Written instruction:
Your task is to copy every record exactly.

The input:
◇ ◇ ◇ ◇
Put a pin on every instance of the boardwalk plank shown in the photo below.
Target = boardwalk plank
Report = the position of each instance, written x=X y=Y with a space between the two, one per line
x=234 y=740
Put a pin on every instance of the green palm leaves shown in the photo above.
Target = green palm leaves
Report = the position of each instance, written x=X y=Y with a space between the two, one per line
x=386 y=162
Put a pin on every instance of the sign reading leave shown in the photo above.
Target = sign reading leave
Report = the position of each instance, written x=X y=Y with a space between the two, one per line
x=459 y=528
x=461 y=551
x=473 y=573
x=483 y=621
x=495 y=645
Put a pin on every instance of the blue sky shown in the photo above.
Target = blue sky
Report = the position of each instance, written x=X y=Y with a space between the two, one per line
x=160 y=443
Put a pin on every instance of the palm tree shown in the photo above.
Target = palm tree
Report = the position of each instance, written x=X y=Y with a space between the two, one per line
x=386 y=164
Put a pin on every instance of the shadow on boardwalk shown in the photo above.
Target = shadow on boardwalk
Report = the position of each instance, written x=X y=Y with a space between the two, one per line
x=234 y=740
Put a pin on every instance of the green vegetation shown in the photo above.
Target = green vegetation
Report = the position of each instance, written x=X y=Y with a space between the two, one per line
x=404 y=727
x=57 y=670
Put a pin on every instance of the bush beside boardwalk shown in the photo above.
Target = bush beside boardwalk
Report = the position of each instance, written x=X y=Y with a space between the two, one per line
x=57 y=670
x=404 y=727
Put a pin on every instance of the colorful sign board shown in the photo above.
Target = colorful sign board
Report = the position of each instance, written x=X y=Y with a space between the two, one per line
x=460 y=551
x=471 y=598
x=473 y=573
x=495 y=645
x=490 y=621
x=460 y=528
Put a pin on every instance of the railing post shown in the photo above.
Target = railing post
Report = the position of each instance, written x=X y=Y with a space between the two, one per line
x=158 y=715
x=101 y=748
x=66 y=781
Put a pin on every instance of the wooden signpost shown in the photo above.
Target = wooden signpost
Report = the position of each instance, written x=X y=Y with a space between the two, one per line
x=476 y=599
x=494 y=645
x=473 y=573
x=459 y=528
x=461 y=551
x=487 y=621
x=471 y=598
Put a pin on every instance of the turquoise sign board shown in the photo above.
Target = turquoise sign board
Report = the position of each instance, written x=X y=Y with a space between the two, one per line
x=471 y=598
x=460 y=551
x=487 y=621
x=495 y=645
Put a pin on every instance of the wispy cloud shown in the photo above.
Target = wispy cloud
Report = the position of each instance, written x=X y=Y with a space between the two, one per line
◇ ◇ ◇ ◇
Expected output:
Put a pin on every instance of the boardwalk plank shown in the photo below.
Target = boardwalk plank
Report = the position of each instance, written x=X y=Y with a space between the two, one per line
x=234 y=740
Put a pin on every instance of the green palm leaves shown in the photo above.
Target = green palm leaves
Report = the position of each instance, written x=X y=Y with a space between the two, one per line
x=386 y=162
Put a pin on every instance of the sign reading leave shown in the photo above.
Target = sign reading leave
Report = the position of each instance, written x=X y=Y with a space between the two, one per line
x=459 y=528
x=461 y=551
x=473 y=573
x=483 y=621
x=495 y=645
Put a pin on every instance of the blue sky shown in the photo above.
Target = blue sky
Report = the position of each instance, written x=X y=Y with a space between the two, one per line
x=160 y=443
Put a pin on every instance of the palm tree shown in the photo above.
Target = palm tree
Report = the position of each instance, written x=X y=Y with a space between the two, one per line
x=386 y=164
Put a pin on every instance of the shadow on boardwalk shown in the photo above.
Target = shadow on boardwalk
Report = the position of each instance, written x=X y=Y with a space between the two, one per line
x=234 y=740
Put a pin on every instance of the green vegetation shown in the photo above.
Target = green vegetation
Report = the position of each instance, written x=X y=Y with a space between the two, one per line
x=404 y=727
x=57 y=670
Put a pin on every instance of the bush beside boardwalk shown in the photo above.
Target = bush beside boardwalk
Report = the position of each instance, written x=X y=Y with a space between the two, one per line
x=57 y=670
x=404 y=727
Put a pin on every instance of the colorful sign board shown in the photo above.
Target = colorful sign board
Report = the position of each instance, written x=X y=Y with a space between the two, one per line
x=460 y=551
x=471 y=598
x=473 y=573
x=495 y=645
x=490 y=621
x=460 y=528
Put a pin on every instance of the railing post shown in the photo above.
Target = railing post
Report = the position of each instance, written x=X y=Y with a space between the two, one per line
x=158 y=715
x=101 y=748
x=66 y=781
Put a pin on every instance of the wooden signpost shown in the photo above.
Target = wooden signpost
Report = the position of each instance, written x=X y=Y with a space between the two, one per line
x=476 y=599
x=494 y=645
x=473 y=573
x=459 y=528
x=461 y=551
x=487 y=621
x=471 y=598
Put a pin on every instance of the turquoise sign board shown in the photo above.
Target = turquoise sign board
Report = the position of each instance, written x=X y=Y with a space between the two, one per line
x=471 y=598
x=460 y=551
x=487 y=621
x=495 y=645
Put a pin on every instance of the wispy cloud shown in the photo above.
Target = wispy cloud
Report = the position of each instance, written x=X y=Y with a space between the two, one per line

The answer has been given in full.